(Study text begins)
Anxiety is a common problem but fortunately, it can be one that is resolved easier than someone who experiences it may think.
Psychoeducation can be an effective tool in therapy and it has proven to be very effective for people who experience anxiety. Once the person knows what the anxiety response it, they’re on the path to resolving it, ideally very quickly.
For anxiety to exist, three things need to be in place at the same time:
1. We're overestimating a threat.
2. We're underestimating our ability to cope with the threat.
3. We're underestimating the likelihood of receiving support in the face of the threat.
All three things need to be in place for you to feel anxious. If any one of those three things were missing, you wouldn't feel anxious, you'd just feel worried or concerned.
So, if you didn't overestimate the threat but still underestimated your ability to cope and underestimated the likelihood of receiving support, you wouldn't feel anxious. If you overestimated the threat and underestimated the likelihood of receiving support but didn't underestimate your ability to cope, you wouldn't feel anxious. If you overestimated the threat, underestimated your ability to cope but believed you would get adequate support, you wouldn't feel anxious.
An anxious response
The response itself originates from the part of the brain called the amygdala. This part can be triggered in two ways, directly or from the cortex. Amygdala-based anxiety occurs when you’ve been traumatised and make associations with the traumatic event. This means if a piece of music was associated with the traumatic event when you hear that music, the chance of reliving the trauma is high. You can associate any type of stimulus with the traumatic event and this means anything can be a trigger.
Cortical based anxiety occurs when the amygdala hasn’t been directly triggered by an association but instead you have thoughts that amount to a conclusion that you should be afraid. The amygdala notices this and starts taking notice. You can then associate things to the fear so that the amygdala has a higher chance of being triggered by these associations next time.
(Study text ends)
(Given entries begins)
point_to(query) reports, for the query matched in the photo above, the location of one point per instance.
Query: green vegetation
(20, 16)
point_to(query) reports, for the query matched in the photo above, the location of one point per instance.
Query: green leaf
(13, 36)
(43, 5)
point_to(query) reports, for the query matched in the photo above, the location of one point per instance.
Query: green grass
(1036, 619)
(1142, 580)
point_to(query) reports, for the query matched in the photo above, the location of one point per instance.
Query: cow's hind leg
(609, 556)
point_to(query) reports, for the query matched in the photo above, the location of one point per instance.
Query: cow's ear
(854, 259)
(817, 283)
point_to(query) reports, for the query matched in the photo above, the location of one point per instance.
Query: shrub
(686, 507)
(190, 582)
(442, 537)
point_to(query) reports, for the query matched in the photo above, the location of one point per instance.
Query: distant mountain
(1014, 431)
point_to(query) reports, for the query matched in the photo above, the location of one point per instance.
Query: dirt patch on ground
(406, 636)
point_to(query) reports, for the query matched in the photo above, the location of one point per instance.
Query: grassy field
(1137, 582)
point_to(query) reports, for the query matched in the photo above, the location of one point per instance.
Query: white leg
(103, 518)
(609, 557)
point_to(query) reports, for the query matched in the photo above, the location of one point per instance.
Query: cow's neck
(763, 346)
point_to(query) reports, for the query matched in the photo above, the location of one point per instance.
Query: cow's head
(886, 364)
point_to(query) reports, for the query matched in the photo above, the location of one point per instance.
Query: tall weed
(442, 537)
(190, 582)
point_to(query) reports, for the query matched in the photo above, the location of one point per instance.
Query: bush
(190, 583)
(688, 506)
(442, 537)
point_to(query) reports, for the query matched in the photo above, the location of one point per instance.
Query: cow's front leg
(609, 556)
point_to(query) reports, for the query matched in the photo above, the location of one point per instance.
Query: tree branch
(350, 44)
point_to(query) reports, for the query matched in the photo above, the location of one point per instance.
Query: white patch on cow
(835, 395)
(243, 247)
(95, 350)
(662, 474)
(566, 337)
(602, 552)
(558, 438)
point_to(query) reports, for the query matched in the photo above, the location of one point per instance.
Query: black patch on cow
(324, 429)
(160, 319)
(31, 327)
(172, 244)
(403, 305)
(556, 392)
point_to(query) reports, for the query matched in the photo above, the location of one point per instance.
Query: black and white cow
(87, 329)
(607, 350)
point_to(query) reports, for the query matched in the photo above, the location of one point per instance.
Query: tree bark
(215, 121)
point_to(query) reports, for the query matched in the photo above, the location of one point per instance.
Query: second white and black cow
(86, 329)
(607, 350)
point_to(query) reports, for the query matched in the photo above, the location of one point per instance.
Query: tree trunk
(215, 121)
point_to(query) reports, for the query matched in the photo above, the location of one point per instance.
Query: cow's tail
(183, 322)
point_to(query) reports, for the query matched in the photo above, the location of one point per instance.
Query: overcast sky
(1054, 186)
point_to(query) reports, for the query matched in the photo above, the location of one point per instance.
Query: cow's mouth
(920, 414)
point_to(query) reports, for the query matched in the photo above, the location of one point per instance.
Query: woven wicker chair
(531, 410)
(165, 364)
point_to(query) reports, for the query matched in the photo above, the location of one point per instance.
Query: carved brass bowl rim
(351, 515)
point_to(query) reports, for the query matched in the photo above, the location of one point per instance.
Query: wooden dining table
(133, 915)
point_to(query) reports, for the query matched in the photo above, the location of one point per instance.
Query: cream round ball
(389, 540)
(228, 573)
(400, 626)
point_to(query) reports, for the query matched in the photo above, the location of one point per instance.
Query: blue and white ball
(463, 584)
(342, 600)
(Given entries ends)
Work order
Carry on the text about anxiety, starting right after its last sentence.

Result for this exercise
What makes this type of anxiety response more definite is that you’re likely to have anxiety-provoking thoughts, so in that situation, you’re almost binding yourself to feeling anxiety because both types of anxiety are being triggered.
How to become anxiety-free
The path to an anxiety-free life includes exposure, self-regulation and cognitive restructuring.
Pick an event or situation that you usually avoid and encourage yourself to experience it. You will have feelings of anxiety, but you don’t have to respond to these feelings in the same way as you used to.
Once you get used to sitting with the uncomfortable emotions, the emotional response will change. This is retraining your brain to be comfortable with the triggers because the triggers aren’t fear-inducing by themselves.
If the thought of using this exposure technique is overwhelming, see if you can grade the situations you feel anxious in and try this out on the one where you have the least anxious response. Once you’ve tried it with that, you may find it easier to try it with situations that you find a lot more challenging.
You can have a typical anxiety response but ‘talk yourself down’ by intentional actions like changing your breathing and relaxing your body. Studies have shown that you can’t be relaxed and anxious at the same time.
Breathing has proven effective in relaxing your body or you can do body scans by focusing on certain muscles and tensing them, then relaxing them until your whole body is relaxed.
Mindfulness exercises are good examples of self-regulation. Mindfulness usually includes being present in the moment and not becoming wrapped up in your thoughts. It also means experiencing the now without a sense of judgement.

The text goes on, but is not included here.